_Short task_
Quote the whole listing word for word. Do not include the pictures.

# start of Information given

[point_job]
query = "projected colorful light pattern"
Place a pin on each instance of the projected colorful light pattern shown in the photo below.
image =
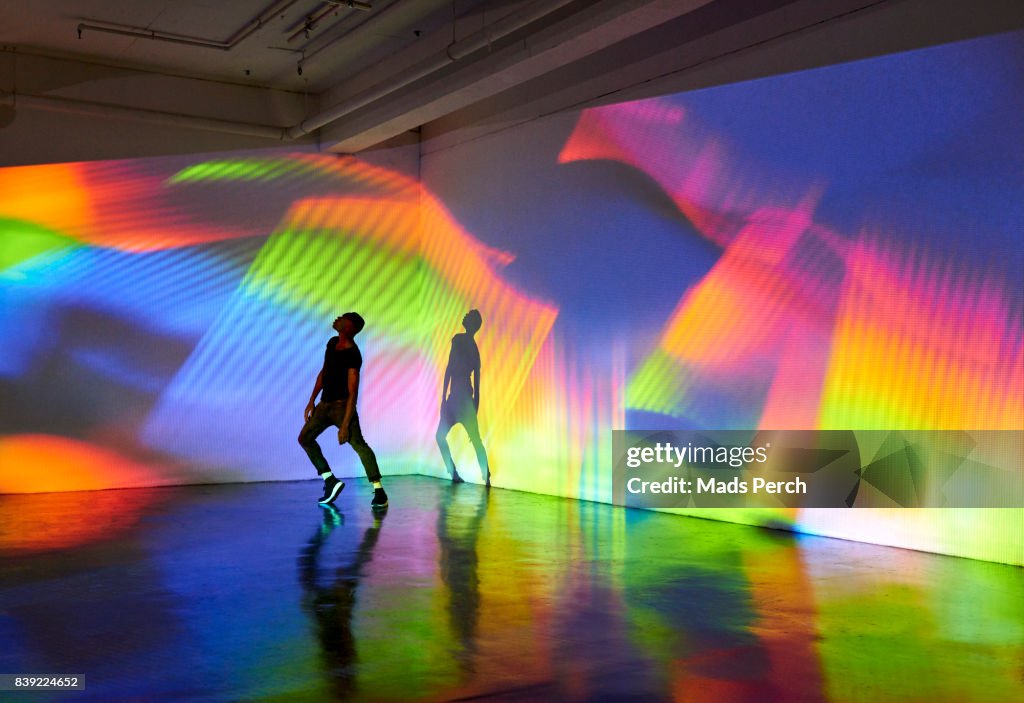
(170, 312)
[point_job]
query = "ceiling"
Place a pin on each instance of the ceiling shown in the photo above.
(328, 39)
(347, 75)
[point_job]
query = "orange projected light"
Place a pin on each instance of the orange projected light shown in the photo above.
(39, 464)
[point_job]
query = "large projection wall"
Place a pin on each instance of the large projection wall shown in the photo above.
(833, 249)
(836, 249)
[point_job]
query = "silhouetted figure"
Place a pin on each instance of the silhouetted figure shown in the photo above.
(461, 396)
(339, 379)
(333, 605)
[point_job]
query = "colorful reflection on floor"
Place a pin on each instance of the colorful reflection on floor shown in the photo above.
(254, 592)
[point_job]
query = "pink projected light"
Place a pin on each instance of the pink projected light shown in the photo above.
(768, 308)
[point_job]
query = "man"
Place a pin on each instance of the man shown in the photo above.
(462, 378)
(339, 379)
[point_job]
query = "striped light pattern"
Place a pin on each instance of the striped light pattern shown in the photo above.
(800, 326)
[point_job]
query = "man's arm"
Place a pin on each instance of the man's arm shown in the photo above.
(353, 390)
(317, 387)
(445, 383)
(476, 386)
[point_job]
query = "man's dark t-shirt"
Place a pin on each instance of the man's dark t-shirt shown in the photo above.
(336, 365)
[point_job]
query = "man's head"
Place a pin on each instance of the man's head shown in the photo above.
(472, 321)
(349, 323)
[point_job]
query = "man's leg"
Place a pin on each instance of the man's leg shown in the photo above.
(318, 422)
(369, 459)
(443, 427)
(469, 422)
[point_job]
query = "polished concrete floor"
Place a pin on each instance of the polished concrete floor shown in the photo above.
(254, 592)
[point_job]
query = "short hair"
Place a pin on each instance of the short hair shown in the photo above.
(473, 320)
(356, 319)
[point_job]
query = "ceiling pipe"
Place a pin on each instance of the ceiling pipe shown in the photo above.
(454, 52)
(62, 104)
(226, 45)
(377, 17)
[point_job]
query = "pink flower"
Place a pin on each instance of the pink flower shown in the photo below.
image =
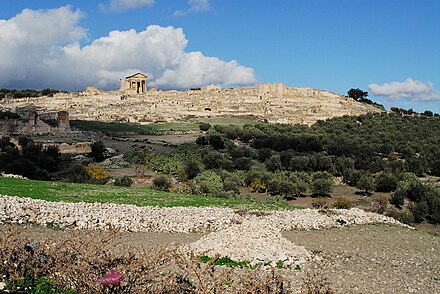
(113, 277)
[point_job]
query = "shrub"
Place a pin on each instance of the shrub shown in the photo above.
(96, 174)
(386, 182)
(98, 151)
(273, 163)
(320, 202)
(204, 126)
(420, 211)
(201, 140)
(398, 198)
(76, 174)
(322, 183)
(417, 192)
(161, 183)
(408, 180)
(258, 186)
(342, 203)
(366, 184)
(216, 141)
(191, 169)
(243, 163)
(209, 181)
(403, 215)
(351, 176)
(280, 184)
(124, 181)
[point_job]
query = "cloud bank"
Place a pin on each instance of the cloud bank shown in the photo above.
(121, 5)
(194, 6)
(409, 89)
(41, 48)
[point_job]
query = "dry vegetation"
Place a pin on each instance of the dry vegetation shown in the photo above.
(73, 266)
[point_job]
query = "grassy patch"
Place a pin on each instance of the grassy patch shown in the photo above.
(70, 192)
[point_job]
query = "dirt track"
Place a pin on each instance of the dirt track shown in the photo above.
(361, 259)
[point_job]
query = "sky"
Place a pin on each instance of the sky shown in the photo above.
(390, 48)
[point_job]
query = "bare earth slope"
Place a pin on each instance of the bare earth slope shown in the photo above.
(359, 259)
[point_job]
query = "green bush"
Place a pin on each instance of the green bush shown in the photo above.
(342, 203)
(216, 140)
(420, 211)
(98, 151)
(280, 184)
(366, 184)
(243, 163)
(209, 182)
(161, 183)
(386, 182)
(398, 198)
(322, 187)
(273, 163)
(191, 169)
(124, 181)
(97, 174)
(204, 126)
(403, 215)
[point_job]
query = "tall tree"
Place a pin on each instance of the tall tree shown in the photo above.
(357, 94)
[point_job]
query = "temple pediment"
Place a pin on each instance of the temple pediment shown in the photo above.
(136, 83)
(137, 76)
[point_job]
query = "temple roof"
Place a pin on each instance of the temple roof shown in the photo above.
(137, 75)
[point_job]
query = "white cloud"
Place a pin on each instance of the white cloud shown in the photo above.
(409, 89)
(121, 5)
(42, 49)
(194, 5)
(199, 5)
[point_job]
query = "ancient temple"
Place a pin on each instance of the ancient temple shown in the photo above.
(136, 83)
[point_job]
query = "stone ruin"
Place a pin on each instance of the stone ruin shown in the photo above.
(34, 125)
(270, 102)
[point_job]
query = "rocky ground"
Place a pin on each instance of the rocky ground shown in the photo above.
(354, 251)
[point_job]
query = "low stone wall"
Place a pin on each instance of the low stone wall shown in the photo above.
(174, 219)
(253, 236)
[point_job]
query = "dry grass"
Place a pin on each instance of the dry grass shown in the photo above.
(77, 265)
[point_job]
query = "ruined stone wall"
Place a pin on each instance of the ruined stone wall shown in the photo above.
(272, 102)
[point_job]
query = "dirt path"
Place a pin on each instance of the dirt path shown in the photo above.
(375, 258)
(360, 259)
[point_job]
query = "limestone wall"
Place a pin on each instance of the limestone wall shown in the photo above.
(272, 102)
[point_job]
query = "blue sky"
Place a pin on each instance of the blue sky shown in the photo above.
(390, 48)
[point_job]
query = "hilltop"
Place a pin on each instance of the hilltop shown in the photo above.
(274, 103)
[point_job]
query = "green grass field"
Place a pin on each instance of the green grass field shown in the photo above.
(71, 192)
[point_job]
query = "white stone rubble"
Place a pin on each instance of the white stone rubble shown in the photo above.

# end of Information given

_Result for this task_
[point_job]
query = "projected colorful light pattern"
Place a pin on each instance of the projected colorful light pattern shown in the photo below.
image =
(170, 312)
[point_job]
query = "ceiling"
Place a pin on each instance of the ceiling shown in the photo above.
(328, 39)
(347, 75)
[point_job]
query = "orange projected light"
Place a pin on each instance of the orange projected light shown in the photo above.
(39, 464)
[point_job]
query = "large projection wall"
Place a pin on each instance of the large projection wall shown in the photo above.
(833, 249)
(836, 249)
[point_job]
query = "silhouetted figure"
Place a pin on each instance of the silhouetted figure shown in the photo above.
(461, 396)
(339, 379)
(333, 605)
[point_job]
query = "colorful reflection on floor"
Place a pin on each instance of the colorful reflection on floor shown in the photo above.
(254, 592)
[point_job]
query = "pink projected light"
Place a pin on each instance of the pink projected light shown in the photo above.
(768, 308)
[point_job]
query = "man"
Place a pin on each instance of the man shown in the photo above.
(462, 378)
(339, 379)
[point_job]
query = "striped light pattern"
Place a pin on each instance of the striped light pattern shown in the photo above.
(800, 326)
[point_job]
query = "man's arm"
Place a pin on each instance of the man's arm shown in the photo above.
(353, 390)
(317, 387)
(445, 383)
(476, 386)
[point_job]
query = "man's dark t-shirt"
Place a pin on each instance of the man's dark t-shirt shown in the photo above.
(336, 365)
[point_job]
query = "man's head"
Place a pin on each instance of the man's head shown in the photo above.
(472, 321)
(349, 323)
[point_job]
query = "man's leg"
Place a pin on each instance of the man's leg shown in the photo above.
(318, 422)
(369, 459)
(443, 427)
(469, 422)
[point_job]
query = "polished concrete floor"
Place a pin on each instance of the polished concrete floor shown in the photo above.
(254, 592)
[point_job]
query = "short hair"
Place a pin on each instance of the short hair shown in the photo above.
(473, 320)
(356, 319)
[point_job]
query = "ceiling pipe"
Place a pin on each instance of the ceiling pipe shown in the photo above.
(454, 52)
(62, 104)
(226, 45)
(377, 17)
[point_job]
query = "pink flower"
Place a pin on each instance of the pink flower shown in the photo below.
image =
(113, 277)
[point_job]
query = "shrub"
Place a pin on each instance of the shrub shown in the photo above.
(96, 174)
(386, 182)
(98, 151)
(273, 163)
(320, 202)
(204, 126)
(420, 211)
(201, 140)
(398, 198)
(76, 174)
(322, 183)
(417, 192)
(161, 183)
(408, 180)
(258, 186)
(342, 203)
(366, 184)
(216, 141)
(191, 169)
(243, 163)
(209, 181)
(403, 215)
(351, 176)
(280, 184)
(124, 181)
[point_job]
query = "cloud bank"
Place a pin on each instance of the cloud bank shown in the photo above.
(121, 5)
(194, 6)
(409, 89)
(41, 48)
[point_job]
query = "dry vegetation"
Place a pin on each instance of the dry vegetation shown in the photo above.
(73, 266)
[point_job]
query = "grassy patch"
Place a pin on each instance of the grassy patch shown in the photo above.
(70, 192)
[point_job]
query = "dirt track"
Place a pin on each instance of the dirt track shown in the photo above.
(361, 259)
[point_job]
query = "sky"
Place a pin on each instance of the sky shown in the photo above.
(390, 48)
[point_job]
query = "bare earth slope"
Place a pin on each instance of the bare earth slope shown in the photo above.
(359, 259)
[point_job]
query = "green bush"
Place a pin on each instance of the green bush shown in the photo above.
(342, 203)
(216, 140)
(420, 211)
(98, 151)
(280, 184)
(366, 184)
(243, 163)
(209, 182)
(161, 183)
(386, 182)
(398, 198)
(322, 187)
(273, 163)
(191, 169)
(124, 181)
(97, 174)
(204, 126)
(403, 215)
[point_job]
query = "tall tree"
Place a pin on each instance of the tall tree shown in the photo above.
(357, 94)
[point_job]
query = "temple pediment"
Place a pin on each instance of the temple pediment shown in the photo above.
(136, 83)
(137, 76)
[point_job]
query = "temple roof"
Place a pin on each instance of the temple roof shown in the photo above.
(137, 75)
[point_job]
query = "white cloud"
Place a pin on each instance of the white cloud shown in the photo above.
(409, 89)
(121, 5)
(42, 49)
(194, 5)
(199, 5)
[point_job]
query = "ancient temple"
Place a pin on each instance of the ancient temple shown in the photo above.
(136, 83)
[point_job]
query = "stone ruin"
Place a pin on each instance of the stone ruin shown in the photo above.
(34, 125)
(270, 102)
[point_job]
query = "rocky ground"
Place a pin on each instance of the rocky ground shown in the photo above.
(354, 251)
[point_job]
query = "low stone wall"
Place a pin on each instance of the low stone wall shown in the photo above.
(174, 219)
(253, 236)
[point_job]
query = "dry grass"
Place a pin on each instance of the dry grass shown in the photo above.
(77, 265)
[point_job]
query = "ruined stone wall"
Place a pin on each instance of the ruined stone wall shown in the photo above.
(272, 102)
[point_job]
query = "dirt path"
Place a pin on each instance of the dirt path shown in the photo above.
(375, 258)
(360, 259)
[point_job]
query = "limestone wall"
Place a pin on each instance of the limestone wall shown in the photo above.
(272, 102)
[point_job]
query = "blue sky"
Place a pin on each instance of the blue sky shown in the photo above.
(390, 48)
[point_job]
query = "hilltop"
Place a pin on each instance of the hilltop shown in the photo above.
(274, 103)
[point_job]
query = "green grass field"
Place a pin on each instance of the green grass field shown in the photo above.
(71, 192)
[point_job]
query = "white stone rubble"
Place a pin on each instance of the white stone rubble shown in the photo above.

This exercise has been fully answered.